→ INSTRUCTIONS FOR THE TASK
Retype the complete listing without any change.

------------------------------------------------

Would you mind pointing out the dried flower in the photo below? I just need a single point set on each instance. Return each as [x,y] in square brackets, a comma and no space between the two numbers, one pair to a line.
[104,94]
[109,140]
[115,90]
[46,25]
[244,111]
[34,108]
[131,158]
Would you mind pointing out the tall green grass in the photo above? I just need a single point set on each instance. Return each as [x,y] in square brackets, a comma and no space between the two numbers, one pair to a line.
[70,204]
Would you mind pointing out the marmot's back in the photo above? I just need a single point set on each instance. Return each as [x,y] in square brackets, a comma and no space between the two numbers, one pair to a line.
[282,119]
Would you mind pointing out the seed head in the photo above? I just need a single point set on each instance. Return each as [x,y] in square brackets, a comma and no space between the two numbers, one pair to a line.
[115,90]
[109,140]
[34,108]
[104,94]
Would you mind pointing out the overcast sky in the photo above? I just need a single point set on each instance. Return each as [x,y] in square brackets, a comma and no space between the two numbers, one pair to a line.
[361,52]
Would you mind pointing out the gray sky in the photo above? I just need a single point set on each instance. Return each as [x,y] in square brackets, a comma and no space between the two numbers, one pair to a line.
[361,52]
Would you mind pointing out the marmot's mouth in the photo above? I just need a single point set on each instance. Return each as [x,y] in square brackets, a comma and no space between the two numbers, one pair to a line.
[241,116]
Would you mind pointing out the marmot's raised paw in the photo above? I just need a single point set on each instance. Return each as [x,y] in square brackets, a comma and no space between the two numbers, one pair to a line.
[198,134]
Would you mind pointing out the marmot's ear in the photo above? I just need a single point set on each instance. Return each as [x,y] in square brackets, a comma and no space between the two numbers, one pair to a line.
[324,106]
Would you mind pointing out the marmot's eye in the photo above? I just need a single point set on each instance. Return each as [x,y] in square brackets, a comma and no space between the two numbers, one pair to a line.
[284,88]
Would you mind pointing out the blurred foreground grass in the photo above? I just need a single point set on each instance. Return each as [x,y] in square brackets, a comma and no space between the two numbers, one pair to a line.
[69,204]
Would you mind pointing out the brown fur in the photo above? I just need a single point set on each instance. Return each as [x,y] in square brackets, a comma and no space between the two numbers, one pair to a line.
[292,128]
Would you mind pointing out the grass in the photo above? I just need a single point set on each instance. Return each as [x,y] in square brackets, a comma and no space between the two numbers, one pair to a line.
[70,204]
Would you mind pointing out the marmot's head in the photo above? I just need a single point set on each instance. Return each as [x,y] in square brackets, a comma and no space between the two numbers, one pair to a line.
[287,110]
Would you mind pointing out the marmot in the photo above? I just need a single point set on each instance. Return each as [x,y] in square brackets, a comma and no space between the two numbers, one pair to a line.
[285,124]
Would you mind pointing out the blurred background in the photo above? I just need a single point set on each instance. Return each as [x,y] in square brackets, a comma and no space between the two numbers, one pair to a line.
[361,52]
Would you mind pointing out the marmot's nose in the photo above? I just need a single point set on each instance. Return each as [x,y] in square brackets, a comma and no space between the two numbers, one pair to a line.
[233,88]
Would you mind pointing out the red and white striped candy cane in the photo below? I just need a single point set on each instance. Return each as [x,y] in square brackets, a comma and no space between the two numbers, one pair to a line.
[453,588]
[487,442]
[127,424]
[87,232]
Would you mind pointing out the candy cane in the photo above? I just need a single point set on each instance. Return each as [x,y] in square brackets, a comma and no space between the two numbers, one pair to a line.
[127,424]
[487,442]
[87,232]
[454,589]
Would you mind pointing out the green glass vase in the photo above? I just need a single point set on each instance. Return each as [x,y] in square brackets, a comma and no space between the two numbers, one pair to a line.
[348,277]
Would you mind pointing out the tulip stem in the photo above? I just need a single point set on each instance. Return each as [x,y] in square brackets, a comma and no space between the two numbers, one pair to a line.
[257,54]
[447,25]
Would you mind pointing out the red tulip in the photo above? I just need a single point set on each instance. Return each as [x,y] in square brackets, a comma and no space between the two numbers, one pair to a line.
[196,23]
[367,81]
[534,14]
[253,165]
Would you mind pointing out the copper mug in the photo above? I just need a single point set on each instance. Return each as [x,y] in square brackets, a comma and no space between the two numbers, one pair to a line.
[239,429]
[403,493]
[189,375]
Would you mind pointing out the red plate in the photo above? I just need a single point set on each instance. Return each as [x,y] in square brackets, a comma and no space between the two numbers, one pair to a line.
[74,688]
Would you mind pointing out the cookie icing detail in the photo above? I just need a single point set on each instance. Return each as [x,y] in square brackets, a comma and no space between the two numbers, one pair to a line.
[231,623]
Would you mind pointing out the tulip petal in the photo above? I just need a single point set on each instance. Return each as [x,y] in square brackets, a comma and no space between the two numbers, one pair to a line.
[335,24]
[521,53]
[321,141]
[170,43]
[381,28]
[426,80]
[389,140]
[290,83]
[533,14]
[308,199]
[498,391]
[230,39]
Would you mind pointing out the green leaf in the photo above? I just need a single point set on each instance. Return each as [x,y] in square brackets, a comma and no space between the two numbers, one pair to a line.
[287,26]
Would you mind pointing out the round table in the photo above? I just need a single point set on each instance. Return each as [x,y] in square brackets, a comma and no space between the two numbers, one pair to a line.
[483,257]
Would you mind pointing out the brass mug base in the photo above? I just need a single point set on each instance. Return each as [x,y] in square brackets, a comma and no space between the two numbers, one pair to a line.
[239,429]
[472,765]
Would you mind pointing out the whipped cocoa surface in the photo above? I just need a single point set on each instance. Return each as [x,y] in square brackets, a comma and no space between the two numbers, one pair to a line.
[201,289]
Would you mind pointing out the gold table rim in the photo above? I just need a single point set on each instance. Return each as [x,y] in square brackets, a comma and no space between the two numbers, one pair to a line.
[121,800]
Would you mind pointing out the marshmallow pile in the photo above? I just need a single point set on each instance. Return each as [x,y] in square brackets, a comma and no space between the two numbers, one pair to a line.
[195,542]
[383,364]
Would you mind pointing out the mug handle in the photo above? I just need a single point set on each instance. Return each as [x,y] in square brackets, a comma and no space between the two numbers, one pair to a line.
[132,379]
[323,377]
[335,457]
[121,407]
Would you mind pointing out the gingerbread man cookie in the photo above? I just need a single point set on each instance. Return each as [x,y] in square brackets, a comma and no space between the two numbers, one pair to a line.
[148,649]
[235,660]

------------------------------------------------

→ TASK ANSWER
Would you mind pointing out the dried flower in the photo below? I just need a single point set on each instance. Return each as [x,y] in square brackets, a comma and no space between the two numbers, one pair to a line.
[104,94]
[109,140]
[115,90]
[46,25]
[244,111]
[34,108]
[131,158]
Would you mind pointing out the tall green grass in the photo above? I just need a single point set on each instance. Return each as [x,y] in square brackets, a comma and no space between the two numbers, one pair to a line.
[70,204]
Would you mind pointing out the marmot's back in the photo above? I just need a single point set on each instance. Return each as [x,y] in square brackets, a comma and no space between the two numbers, one pair to a line.
[282,119]
Would you mind pointing out the seed head in the photo above? I just need a single point set on each instance. Return each as [x,y] in square brackets, a comma and no space between the two numbers, one pair to a line.
[115,90]
[109,140]
[34,108]
[104,94]
Would you mind pointing out the overcast sky in the photo above? I just need a single point set on each instance. Return each as [x,y] in square brackets, a comma and no space between the two numbers, one pair to a line.
[361,52]
Would you mind pointing out the gray sky in the photo above? I just need a single point set on each instance. Return each as [x,y] in square brackets, a comma and no space between the two numbers, one pair to a line.
[361,52]
Would you mind pointing out the marmot's mouth in the photo above? I just need a single point set on each instance. Return each as [x,y] in square brackets, a comma and no space between the two numbers, one pair to a line.
[241,116]
Would you mind pointing out the marmot's raised paw in the photo above? I just need a single point set on each instance. Return each as [x,y] in square brackets, a comma and no space between the two numbers, one pair to a line.
[198,134]
Would you mind pointing out the marmot's ear in the photo above? I just need a single point set on each instance. Return each as [x,y] in square brackets, a comma and no space between the two numbers, one pair to a line.
[324,106]
Would you mind pointing out the marmot's eye in the photo above? I just need a single point set on each instance. Return each as [x,y] in square brackets, a comma and no space between the two numbers, one pair to a line.
[284,88]
Would you mind pointing out the blurred foreground grass in the photo above? I just need a single point set on each instance. Return each as [x,y] in square brackets, a comma and no space between the two numbers, one pair to a line.
[69,204]
Would you mind pointing out the brown fur in the photo above? I just need a single point set on each instance. Return each as [x,y] in square brackets, a comma and no space between the two numbers, one pair to a line.
[292,128]
Would you mind pointing out the grass in the photo above? I just need a single point set on each instance. Return each as [x,y] in square brackets, a comma and no space between the two numbers, one pair to a line.
[70,204]
Would you mind pointing out the marmot's head in the photo above? I just need a single point set on each instance. Return each as [x,y] in square brackets, a comma and no space between the two numbers, one pair to a line.
[287,110]
Would you mind pointing out the marmot in the photo above? I just need a single point set on each instance. Return each as [x,y] in square brackets, a comma and no space between the two numbers, one pair to a line.
[285,124]
Would you mind pointing out the blurred background in the photo above? I just need a single point set on each instance. Return each as [x,y] in square brackets, a comma and no space between the two numbers, one pair to a line.
[361,52]
Would you mind pointing out the marmot's nose in the photo above? I just need a single point set on each instance. Return each as [x,y] in square brackets, a comma and no space between the two numbers, one pair to a line.
[233,88]
Would you mind pointing out the red and white striped candy cane in the photo below? I just need a single point set on each instance. Return each as [x,y] in square brackets, a comma and no space between the two numbers, one pair to a line.
[453,588]
[487,442]
[127,424]
[87,232]
Would you mind pointing out the candy cane in the photo above? I just need a single point set on each instance. Return each as [x,y] in square brackets, a comma and no space between the two numbers, one pair to a line.
[127,424]
[487,442]
[87,232]
[454,589]
Would you mind pointing out the green glass vase in the photo above? I just need a single point set on each instance. Return each as [x,y] in square brackets, a comma and no space between the two numbers, one pair to a line.
[348,277]
Would you mind pointing out the tulip stem in the photo above? I just need a single point set on each instance. Return each as [x,y] in square brackets, a comma and no space between the two numbers, one pair to a line.
[257,54]
[447,25]
Would you mind pointing out the red tulip in the photo above? I just need a single point set on each instance. Return each as [x,y] in square brackets, a comma and no space between the two numbers, one pair to a line.
[196,23]
[367,81]
[534,14]
[253,165]
Would you mind pointing out the copper mug in the photo above? I just need a single point set on each instance. Return each as [x,y] in square brackets, a comma and no space between the two numbers, one pair to a line.
[239,429]
[403,493]
[189,375]
Would you mind pointing out the red plate in the photo above? I just need a single point set on each instance. Return each as [x,y] in square brackets, a comma and no space between the two numbers, one pair to a line.
[74,688]
Would you mind pointing out the cookie icing detail in the photo above? I just need a single point set on each instance. Return each as [x,y] in square brackets, a comma and no space between the two numbers, one pair to a line.
[231,623]
Would you mind pointing out the tulip petal in the photo above? I just need a single point set on each instance. Return each as [x,y] in square brackets, a comma and no space between the two numbers, one pair to a line.
[335,24]
[521,53]
[321,141]
[170,43]
[381,28]
[426,80]
[389,140]
[290,83]
[533,14]
[308,199]
[498,391]
[230,39]
Would you mind pointing out the green leaf in the photo above? I just need a single point set on each instance. Return each as [x,y] in square brackets, a comma and no space between the two numbers, one pair to a line.
[287,26]
Would you mind pointing out the round table in the photo above? I just need a single point set on each instance. Return each as [x,y] in square brackets, a comma and no space between the two numbers, one pair to a line.
[483,257]
Would you mind pointing out the brass mug base in the photo above? I just need a single point set on each instance. Return each as [x,y] in square brackets, a comma and no space between the two numbers, one pair to a line.
[239,429]
[472,765]
Would you mind pointing out the whipped cocoa surface in the photo above? I just need a single point set on each instance. Return each as [x,y] in square brackets, a comma and no space between the two numbers, one pair to a line.
[201,289]
Would you mind pointing out the gold table rim in the photo above? I just need a single point set on each instance. Return each as [x,y] in square brackets, a comma and no space between the two numbers, one pair to a line.
[121,800]
Would you mind pointing out the marshmallow pile in the photo above? I just need a single point set on each instance. Return each as [x,y] in square brackets, a comma and no space between the two numbers, one pair to a line.
[195,542]
[383,364]
Would you mind pointing out the mug handle in the photo above? I just need a single point set on each instance. Return each as [x,y] in square brackets, a comma and no space between the two numbers, one pair to a line.
[132,379]
[323,377]
[335,457]
[121,407]
Would you mind pointing out the gingerbread man cookie in the photo above? I just need a single point set on each instance. Return each as [x,y] in square brackets, a comma and no space between the two numbers, one pair to a line.
[148,649]
[235,660]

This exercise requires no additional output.